What is being asked:
Copy out all the entries exactly.

Supplied entries:

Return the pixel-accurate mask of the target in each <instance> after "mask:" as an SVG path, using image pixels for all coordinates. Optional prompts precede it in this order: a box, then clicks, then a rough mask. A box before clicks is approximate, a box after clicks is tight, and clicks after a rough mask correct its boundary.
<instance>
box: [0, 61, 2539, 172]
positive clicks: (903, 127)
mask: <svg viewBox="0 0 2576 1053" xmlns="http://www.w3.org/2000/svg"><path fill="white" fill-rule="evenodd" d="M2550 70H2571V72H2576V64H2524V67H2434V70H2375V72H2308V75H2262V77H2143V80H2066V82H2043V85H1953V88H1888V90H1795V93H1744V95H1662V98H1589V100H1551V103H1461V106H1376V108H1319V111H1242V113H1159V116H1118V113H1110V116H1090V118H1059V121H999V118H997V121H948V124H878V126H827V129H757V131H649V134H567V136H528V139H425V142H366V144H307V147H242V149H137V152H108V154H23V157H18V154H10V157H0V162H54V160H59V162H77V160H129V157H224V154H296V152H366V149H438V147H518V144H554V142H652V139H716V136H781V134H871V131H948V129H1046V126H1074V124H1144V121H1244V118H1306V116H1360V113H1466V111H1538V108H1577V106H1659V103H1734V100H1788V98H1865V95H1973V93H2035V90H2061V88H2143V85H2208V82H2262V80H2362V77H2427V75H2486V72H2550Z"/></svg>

Response to this task:
Return the pixel-accurate mask of the target in each <instance> after "mask:" as an SVG path, using image pixels for all coordinates. Optional prompts precede it in this order: a box, then clicks, then a rough mask. A box before clicks is approximate, a box after clicks is tight, and clicks after a rough mask correct its boundary.
<instance>
box: [0, 61, 2539, 172]
positive clicks: (903, 127)
mask: <svg viewBox="0 0 2576 1053" xmlns="http://www.w3.org/2000/svg"><path fill="white" fill-rule="evenodd" d="M2550 70H2571V72H2576V64H2524V67H2434V70H2375V72H2308V75H2262V77H2143V80H2066V82H2043V85H1953V88H1888V90H1795V93H1744V95H1662V98H1589V100H1551V103H1461V106H1376V108H1319V111H1242V113H1159V116H1118V113H1110V116H1090V118H1059V121H999V118H997V121H948V124H878V126H827V129H757V131H649V134H567V136H528V139H425V142H366V144H307V147H242V149H137V152H108V154H23V157H18V154H10V157H0V162H54V160H59V162H77V160H129V157H224V154H296V152H366V149H438V147H518V144H554V142H652V139H716V136H781V134H871V131H948V129H1046V126H1074V124H1144V121H1244V118H1306V116H1360V113H1466V111H1538V108H1577V106H1659V103H1734V100H1788V98H1865V95H1973V93H2035V90H2061V88H2143V85H2208V82H2262V80H2362V77H2427V75H2486V72H2550Z"/></svg>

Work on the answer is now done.